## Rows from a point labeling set
.....

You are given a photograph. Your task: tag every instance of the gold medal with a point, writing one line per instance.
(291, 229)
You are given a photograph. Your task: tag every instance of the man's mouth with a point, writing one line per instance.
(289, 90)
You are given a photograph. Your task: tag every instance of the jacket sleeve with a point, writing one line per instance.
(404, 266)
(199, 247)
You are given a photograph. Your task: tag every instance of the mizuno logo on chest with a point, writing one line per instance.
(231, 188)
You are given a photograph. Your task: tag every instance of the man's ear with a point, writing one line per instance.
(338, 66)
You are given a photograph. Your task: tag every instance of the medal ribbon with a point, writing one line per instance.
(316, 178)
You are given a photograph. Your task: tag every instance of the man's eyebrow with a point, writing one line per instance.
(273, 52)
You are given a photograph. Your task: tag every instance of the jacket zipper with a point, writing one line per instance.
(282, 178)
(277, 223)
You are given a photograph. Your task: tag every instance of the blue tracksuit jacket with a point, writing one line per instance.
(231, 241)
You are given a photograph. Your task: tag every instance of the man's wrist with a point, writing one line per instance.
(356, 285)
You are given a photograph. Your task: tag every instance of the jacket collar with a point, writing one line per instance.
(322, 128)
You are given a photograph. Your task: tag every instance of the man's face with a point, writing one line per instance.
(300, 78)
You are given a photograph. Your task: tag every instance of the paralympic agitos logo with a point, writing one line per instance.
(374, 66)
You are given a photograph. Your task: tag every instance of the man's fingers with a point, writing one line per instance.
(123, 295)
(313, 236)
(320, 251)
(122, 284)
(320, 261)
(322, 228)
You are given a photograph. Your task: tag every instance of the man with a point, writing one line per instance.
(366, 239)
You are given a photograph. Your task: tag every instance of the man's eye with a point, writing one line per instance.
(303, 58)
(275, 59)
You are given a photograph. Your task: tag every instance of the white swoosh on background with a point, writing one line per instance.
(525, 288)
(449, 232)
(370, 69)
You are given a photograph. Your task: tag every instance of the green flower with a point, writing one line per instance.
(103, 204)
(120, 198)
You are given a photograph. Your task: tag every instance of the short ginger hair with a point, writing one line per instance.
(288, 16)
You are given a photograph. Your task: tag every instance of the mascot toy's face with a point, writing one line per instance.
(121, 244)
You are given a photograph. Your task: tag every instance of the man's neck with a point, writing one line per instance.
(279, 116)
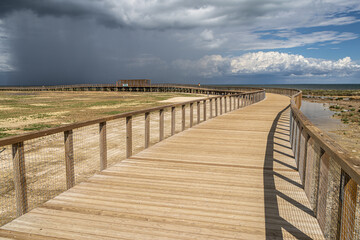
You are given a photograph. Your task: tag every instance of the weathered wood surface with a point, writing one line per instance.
(232, 177)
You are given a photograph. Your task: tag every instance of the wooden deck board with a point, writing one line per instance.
(227, 178)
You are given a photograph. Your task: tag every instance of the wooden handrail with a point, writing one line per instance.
(348, 163)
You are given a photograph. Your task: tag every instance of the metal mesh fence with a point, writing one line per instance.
(178, 121)
(116, 141)
(167, 122)
(7, 190)
(138, 133)
(44, 168)
(302, 156)
(201, 111)
(86, 152)
(312, 172)
(348, 200)
(187, 116)
(154, 127)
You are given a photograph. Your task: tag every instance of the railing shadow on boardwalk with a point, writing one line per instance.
(274, 223)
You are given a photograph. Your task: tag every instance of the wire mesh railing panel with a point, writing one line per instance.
(296, 145)
(86, 152)
(116, 141)
(44, 168)
(312, 172)
(167, 122)
(332, 202)
(195, 114)
(7, 190)
(348, 199)
(178, 119)
(302, 157)
(138, 133)
(154, 127)
(201, 111)
(322, 192)
(209, 105)
(187, 116)
(357, 215)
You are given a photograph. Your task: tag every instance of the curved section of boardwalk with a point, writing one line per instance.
(232, 177)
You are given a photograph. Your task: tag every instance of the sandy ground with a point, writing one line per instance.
(181, 99)
(22, 111)
(349, 136)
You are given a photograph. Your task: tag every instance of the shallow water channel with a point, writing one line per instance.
(321, 116)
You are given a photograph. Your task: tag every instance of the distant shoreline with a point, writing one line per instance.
(297, 86)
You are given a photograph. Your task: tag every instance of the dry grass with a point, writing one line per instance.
(29, 111)
(44, 157)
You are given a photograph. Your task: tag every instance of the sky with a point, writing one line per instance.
(55, 42)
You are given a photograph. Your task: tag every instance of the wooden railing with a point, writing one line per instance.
(330, 175)
(54, 152)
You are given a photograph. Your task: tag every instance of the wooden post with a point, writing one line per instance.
(216, 107)
(147, 129)
(221, 99)
(128, 136)
(69, 159)
(191, 114)
(204, 110)
(103, 146)
(183, 117)
(19, 178)
(198, 112)
(230, 103)
(172, 121)
(225, 104)
(161, 124)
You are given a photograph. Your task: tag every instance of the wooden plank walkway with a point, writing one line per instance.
(232, 177)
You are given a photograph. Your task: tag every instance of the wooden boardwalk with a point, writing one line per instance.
(232, 177)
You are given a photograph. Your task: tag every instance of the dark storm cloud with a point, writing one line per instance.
(176, 14)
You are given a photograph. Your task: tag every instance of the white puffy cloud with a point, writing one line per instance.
(267, 63)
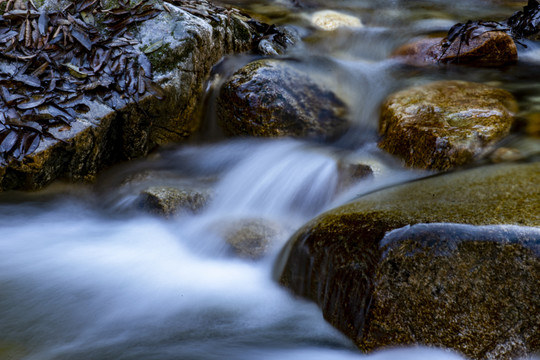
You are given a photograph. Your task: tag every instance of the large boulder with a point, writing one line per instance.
(120, 125)
(271, 98)
(445, 124)
(251, 238)
(451, 261)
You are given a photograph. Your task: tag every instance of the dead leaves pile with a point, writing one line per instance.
(55, 61)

.....

## Problem description
Turn all of the rows above into a numbered list with one line per item. Skip blank lines and leave the picture lines out.

## Response to this task
1. You are given a photograph. Your task: tag every instance of the gold medal with a point, writing one line per instance.
2. (291, 229)
3. You are given a photograph. Your task: tag every instance of the man's mouth with a point, writing one line per instance.
4. (289, 90)
5. You are given a photograph. Your task: tag every instance of the jacket sleeve with a point, writing one line per instance.
6. (404, 266)
7. (199, 247)
8. You are given a photograph. Your task: tag every instance of the mizuno logo on chest with a point, writing one line per instance.
9. (231, 188)
10. You are given a photograph. Your task: tag every instance of the man's ear with a point, writing one line per instance.
11. (338, 66)
12. You are given a photograph. Your task: tag every instance of the medal ribbon with a point, writing one line per instance.
13. (316, 178)
14. You are given a photograph. Your task: tag every instance of the man's eyebrow with a point, writing one line per instance.
15. (273, 52)
16. You are given a photograph. Your task: tag every instance of the jacket zipper with a point, writing one line per instance.
17. (282, 178)
18. (277, 223)
19. You are given a photograph. Your task: tag every instance of the blue tracksuit jacket with a point, writing one line per instance.
20. (231, 241)
21. You are given a photograph. Your task: tag every instance of the man's wrist with a point, writing one line per instance.
22. (356, 285)
23. You are given a photograph. Your task: tag every instance of the jacket collar with a point, writing one line per instance.
24. (322, 128)
25. You are given a photograph. Your task: tag every instance of the man's face with a point, writing one line per instance.
26. (300, 78)
27. You are given a photograph. Your task: tag every instance of the paralympic agitos logo with a point, writing one line per instance.
28. (374, 66)
29. You are given a photograph. Your task: tag every instance of the man's fingers with a point, writing one line per instance.
30. (123, 295)
31. (313, 236)
32. (320, 251)
33. (122, 284)
34. (320, 261)
35. (322, 228)
36. You are given a photograph. Your task: tag every instance of the man with a point, writing one line per instance.
37. (366, 239)
38. You are given a photograph. Your task: tag every instance of the man's eye with a point, writing one line per instance.
39. (303, 58)
40. (275, 59)
41. You are given a photograph. Your task: tag every instance of the white swoosh on background with a point, writing one line per instance.
42. (525, 288)
43. (449, 232)
44. (370, 69)
45. You are given a photograph. Your task: tag every instance of the green flower with a point, writing one line per instance.
46. (103, 204)
47. (120, 198)
48. You are given a photograph. Your task: tag every instance of the short ginger hair with a point, writing one line per instance.
49. (288, 16)
50. You are given a photograph. Your task: tag every instance of the mascot toy's face with a point, writing one line per instance.
51. (121, 244)
52. You are given a photograph. Your task: tag every instance of the man's neck with a point, writing one line per instance.
53. (279, 116)
54. You are given a photograph. Your task: tag every instance of the weathered wood surface with a point, writing one line per instance.
55. (232, 177)
56. You are given a photograph. Your task: tag every instance of the wooden deck board with a point, writing one line per instance.
57. (227, 178)
58. You are given a photograph. Your task: tag every instance of the wooden handrail with a point, writing one line per instance.
59. (348, 163)
60. You are given a photograph. Your task: tag every instance of the metal mesh fence with a point, writing one line per instance.
61. (178, 121)
62. (116, 141)
63. (167, 122)
64. (7, 190)
65. (138, 133)
66. (44, 168)
67. (302, 156)
68. (201, 111)
69. (86, 152)
70. (312, 172)
71. (348, 200)
72. (187, 116)
73. (154, 127)
74. You are given a photograph. Your task: tag every instance of the railing shadow on boardwalk with a point, writing one line per instance.
75. (274, 223)
76. You are given a photograph. Your task: tag every instance of the wire mesh railing panel with a point, writing one line per instance.
77. (296, 145)
78. (86, 152)
79. (116, 141)
80. (44, 168)
81. (312, 172)
82. (167, 122)
83. (332, 202)
84. (195, 114)
85. (7, 190)
86. (348, 199)
87. (178, 119)
88. (302, 157)
89. (138, 133)
90. (154, 127)
91. (201, 111)
92. (322, 192)
93. (209, 105)
94. (187, 116)
95. (357, 215)
96. You are given a photograph. Your task: tag every instance of the curved section of boardwalk with a point, writing one line per instance.
97. (232, 177)
98. You are given a photograph. Your task: tag every instance of the sandy ground with a point, writing one line per instance.
99. (181, 99)
100. (22, 111)
101. (349, 136)
102. You are given a photograph. Your task: tag every instance of the shallow water channel with a point, writing one line per instance.
103. (321, 116)
104. You are given a photograph. Your task: tag every instance of the distant shoreline with a point, writing one line per instance.
105. (297, 86)
106. You are given a photograph. Your task: tag every instance of the dry grass with a point, writing one line per instance.
107. (29, 111)
108. (44, 157)
109. You are given a photograph. Your task: tag every instance of the sky with a point, writing one line per instance.
110. (55, 42)
111. You are given a photograph. Your task: tag every instance of the wooden railing with a point, writing one line per instance.
112. (330, 175)
113. (54, 152)
114. You are given a photograph. Your task: tag every instance of the wooden post with a point, writing one line per instance.
115. (216, 107)
116. (147, 129)
117. (221, 99)
118. (128, 136)
119. (69, 159)
120. (191, 114)
121. (204, 110)
122. (103, 146)
123. (183, 117)
124. (19, 178)
125. (198, 112)
126. (230, 103)
127. (172, 121)
128. (225, 104)
129. (161, 124)
130. You are given a photograph. Your task: tag every instance of the wooden plank walkway with a point, writing one line per instance.
131. (232, 177)
132. You are given a photograph. Your task: tag every instance of the wooden boardwalk with a point, writing one line per instance.
133. (232, 177)
134. You are given a photograph. Your task: tag every instance of the dark storm cloud with a point, writing one line per instance.
135. (176, 14)
136. You are given a photograph. Your task: tag every instance of the white puffy cloud with a point, writing one line per instance.
137. (267, 63)
138. You are given a photograph. Your task: tag every instance of the large boulder with a point, writing one line per instance.
139. (120, 125)
140. (271, 98)
141. (445, 124)
142. (251, 238)
143. (451, 261)
144. You are given a photograph. Your task: tag every instance of the dead leaves pile with a point, writing one line per instance.
145. (55, 61)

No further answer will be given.